---------- Provided material

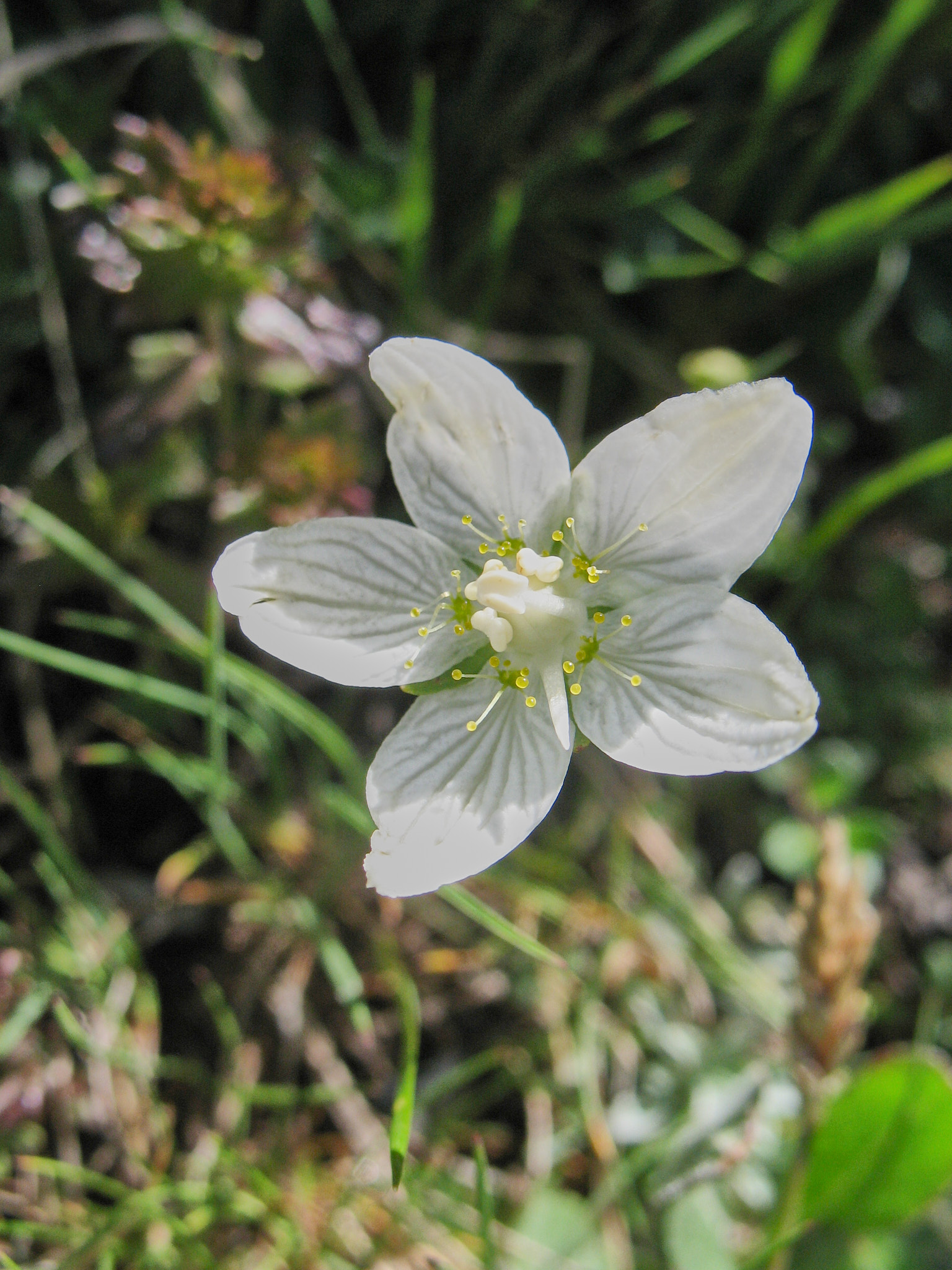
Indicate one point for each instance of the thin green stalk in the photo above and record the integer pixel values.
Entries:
(466, 904)
(216, 724)
(484, 1203)
(403, 1113)
(870, 494)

--------------------

◆ **Given request**:
Put every line of the listing above into a JSON list of strings, one string per line, skipping blank lines. Leave the pictures out.

◆ **Full output**:
[
  "Indicate one point for each instance of the thin green stalk in the photo above and record the integer pixel values.",
  "Entries:",
  "(466, 904)",
  "(216, 724)",
  "(484, 1203)",
  "(403, 1113)",
  "(870, 494)"
]